Computer forensic specialists have been making headlines for many reasons in recent years. The need for these specialists is high, and that need is growing each year, helping to make this a great career opportunity for those who have an interest in technology and the law. The computer forensics salary, the interesting nature of the career, and the number of jobs the field offers and will be offering in the coming years are all reasons to start pursuing this career.
Those who are employed in the field may work with law enforcement or with private firms. The main duties are to retrieve information from computers and other types of electronic devices that store data. Today, specialists could work on laptops, digital cameras, tablets, smart phones, flash drives, and more. Computer forensics examiners use specialized tools to help them with this job, and they need to be able to stay on top of all of the new tools and technologies that are out there.
Part of the computer forensics job description could be to testify in court and to relate the evidence found during investigations. Often, those who are in the field will work with members of law enforcement, attorneys, and other forensic specialists to see how the evidence fits together in the case.
The job outlook for those who decide to follow this career path is quite bright. Because the world increasingly uses computers, it means that the world may need to have more specialists with the knowledge and know-how to handle the crimes that follow. The 2012 U.S. Bureau of Labor Statistics report for information security analysts and computer system analysts, which have duties similar to forensic experts in computer information, show that there could be quite an impressive growth over the next 10 years. They project that job opportunities for people who are working in these fields is likely to increase by about 22 percent, which could mean more than 120,000 new jobs in the field.
Those who have an interest in the outlook for the career and who want to know more about the possibilities that it can offer will find a number of professional organizations that offer resources and information. The International Society of Forensic Computer Examiners (ISFCE), and the International Association of Computer Investigative Specialists (IACIS) are two.
The median salary for computer forensic examiners was around $75,660 in 2012, according to the BLS. Those in the lowest 10 percent earned as little as $43,190, while those in the highest 10 percent earned as much as $119,940 annually.
However, when considering salary, it is always important to remember that a number of disparate facts go into determining the pay for a job. The amount of experience and time in the field working as a specialist, as well as the type of work one is doing and the geographic location are all important factors. Having certifications can help as well when it comes to negotiating for a larger salary, as is evidenced later in the article.

Problems:
1. Name every kind of electronic device that the passage on computer forensics careers says specialists could work on.
2. Copy word for word the part of the passage on computer forensics careers starting at "Those who have an interest in the" and ending at "(IACIS) are two.".
The listing has no connection to the passage on computer forensics careers.

Information supplied:
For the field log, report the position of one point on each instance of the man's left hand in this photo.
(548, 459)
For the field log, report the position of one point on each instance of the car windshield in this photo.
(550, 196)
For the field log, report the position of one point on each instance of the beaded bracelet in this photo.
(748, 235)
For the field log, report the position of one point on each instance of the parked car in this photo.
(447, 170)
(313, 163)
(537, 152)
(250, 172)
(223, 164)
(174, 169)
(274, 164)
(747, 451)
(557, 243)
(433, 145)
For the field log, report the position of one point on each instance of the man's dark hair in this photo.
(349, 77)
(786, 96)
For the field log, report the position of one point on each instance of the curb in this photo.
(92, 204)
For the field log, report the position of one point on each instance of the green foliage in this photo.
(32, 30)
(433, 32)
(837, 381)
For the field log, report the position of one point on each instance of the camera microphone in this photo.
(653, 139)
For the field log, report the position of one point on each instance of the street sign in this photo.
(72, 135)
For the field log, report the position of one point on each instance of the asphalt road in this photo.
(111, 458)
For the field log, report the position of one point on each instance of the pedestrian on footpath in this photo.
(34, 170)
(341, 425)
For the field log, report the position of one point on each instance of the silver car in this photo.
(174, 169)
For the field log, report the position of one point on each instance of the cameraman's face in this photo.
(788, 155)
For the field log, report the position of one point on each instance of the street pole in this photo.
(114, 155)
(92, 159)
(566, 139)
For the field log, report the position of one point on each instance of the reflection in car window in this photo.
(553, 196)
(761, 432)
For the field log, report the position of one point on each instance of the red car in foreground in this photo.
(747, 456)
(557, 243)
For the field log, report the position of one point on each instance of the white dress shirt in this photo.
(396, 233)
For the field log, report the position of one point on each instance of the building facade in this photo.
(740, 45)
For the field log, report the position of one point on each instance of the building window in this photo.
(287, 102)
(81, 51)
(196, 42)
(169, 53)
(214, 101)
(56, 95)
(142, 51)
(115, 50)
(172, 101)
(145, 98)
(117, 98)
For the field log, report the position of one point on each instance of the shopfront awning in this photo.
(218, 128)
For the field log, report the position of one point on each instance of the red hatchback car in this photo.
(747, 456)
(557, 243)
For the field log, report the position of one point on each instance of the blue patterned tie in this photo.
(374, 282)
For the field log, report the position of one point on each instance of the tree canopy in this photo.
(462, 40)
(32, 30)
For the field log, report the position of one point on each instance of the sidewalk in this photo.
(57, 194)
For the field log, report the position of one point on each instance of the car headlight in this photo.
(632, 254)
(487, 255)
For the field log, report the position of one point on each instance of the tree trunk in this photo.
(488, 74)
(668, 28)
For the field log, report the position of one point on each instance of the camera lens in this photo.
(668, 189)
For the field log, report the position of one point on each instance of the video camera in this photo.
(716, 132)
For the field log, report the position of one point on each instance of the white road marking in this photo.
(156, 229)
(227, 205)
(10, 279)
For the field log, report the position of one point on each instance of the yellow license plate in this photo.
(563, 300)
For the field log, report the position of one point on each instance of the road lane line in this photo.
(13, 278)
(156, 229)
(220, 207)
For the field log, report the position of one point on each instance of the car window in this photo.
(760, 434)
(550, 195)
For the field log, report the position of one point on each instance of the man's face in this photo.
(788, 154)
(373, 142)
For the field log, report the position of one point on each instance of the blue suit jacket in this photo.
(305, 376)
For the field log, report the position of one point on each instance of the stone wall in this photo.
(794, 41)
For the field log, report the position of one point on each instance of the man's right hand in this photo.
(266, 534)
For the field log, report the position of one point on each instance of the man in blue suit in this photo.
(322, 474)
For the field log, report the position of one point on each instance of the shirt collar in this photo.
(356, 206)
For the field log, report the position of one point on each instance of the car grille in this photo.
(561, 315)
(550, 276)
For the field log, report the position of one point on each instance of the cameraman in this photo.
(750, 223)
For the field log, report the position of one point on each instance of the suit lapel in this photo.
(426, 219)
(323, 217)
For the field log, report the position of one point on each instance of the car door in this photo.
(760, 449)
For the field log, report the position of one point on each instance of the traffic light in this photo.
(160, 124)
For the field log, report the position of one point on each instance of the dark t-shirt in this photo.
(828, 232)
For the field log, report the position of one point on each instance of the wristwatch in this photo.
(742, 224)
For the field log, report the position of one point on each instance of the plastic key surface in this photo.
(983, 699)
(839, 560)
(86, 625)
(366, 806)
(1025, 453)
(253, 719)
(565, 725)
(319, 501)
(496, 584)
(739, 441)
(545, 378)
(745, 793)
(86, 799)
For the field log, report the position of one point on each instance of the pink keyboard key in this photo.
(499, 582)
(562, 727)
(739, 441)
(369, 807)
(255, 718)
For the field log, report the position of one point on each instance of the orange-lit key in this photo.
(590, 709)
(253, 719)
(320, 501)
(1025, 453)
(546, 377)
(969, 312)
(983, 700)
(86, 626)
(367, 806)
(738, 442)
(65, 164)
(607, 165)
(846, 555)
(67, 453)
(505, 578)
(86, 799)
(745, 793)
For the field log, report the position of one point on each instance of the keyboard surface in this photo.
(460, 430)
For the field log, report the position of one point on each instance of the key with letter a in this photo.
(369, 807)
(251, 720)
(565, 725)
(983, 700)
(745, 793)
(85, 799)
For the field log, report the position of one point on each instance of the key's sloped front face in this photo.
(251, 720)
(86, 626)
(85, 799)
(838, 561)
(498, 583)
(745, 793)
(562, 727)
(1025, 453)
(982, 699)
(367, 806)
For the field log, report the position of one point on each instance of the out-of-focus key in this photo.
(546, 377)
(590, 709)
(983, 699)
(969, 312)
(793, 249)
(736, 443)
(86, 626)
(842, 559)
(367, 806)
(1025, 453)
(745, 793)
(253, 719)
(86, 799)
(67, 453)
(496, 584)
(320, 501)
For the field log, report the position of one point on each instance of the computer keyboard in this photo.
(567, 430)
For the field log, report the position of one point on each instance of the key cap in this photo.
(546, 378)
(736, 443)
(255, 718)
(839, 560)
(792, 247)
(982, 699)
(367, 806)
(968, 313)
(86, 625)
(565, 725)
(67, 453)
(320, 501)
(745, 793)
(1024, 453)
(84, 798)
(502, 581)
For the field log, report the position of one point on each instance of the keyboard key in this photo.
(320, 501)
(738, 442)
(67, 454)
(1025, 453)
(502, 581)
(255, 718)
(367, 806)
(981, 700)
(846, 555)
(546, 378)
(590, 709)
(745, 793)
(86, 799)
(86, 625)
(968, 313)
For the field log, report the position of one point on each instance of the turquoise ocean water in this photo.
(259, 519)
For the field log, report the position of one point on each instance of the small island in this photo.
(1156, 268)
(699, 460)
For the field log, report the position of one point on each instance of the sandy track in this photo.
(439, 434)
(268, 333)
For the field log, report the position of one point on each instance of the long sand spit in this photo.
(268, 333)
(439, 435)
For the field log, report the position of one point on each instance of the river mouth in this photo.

Final answers:
1. laptops, digital cameras, tablets, smart phones, flash drives

2.
Those who have an interest in the outlook for the career and who want to know more about the possibilities that it can offer will find a number of professional organizations that offer resources and information. The International Society of Forensic Computer Examiners (ISFCE), and the International Association of Computer Investigative Specialists (IACIS) are two.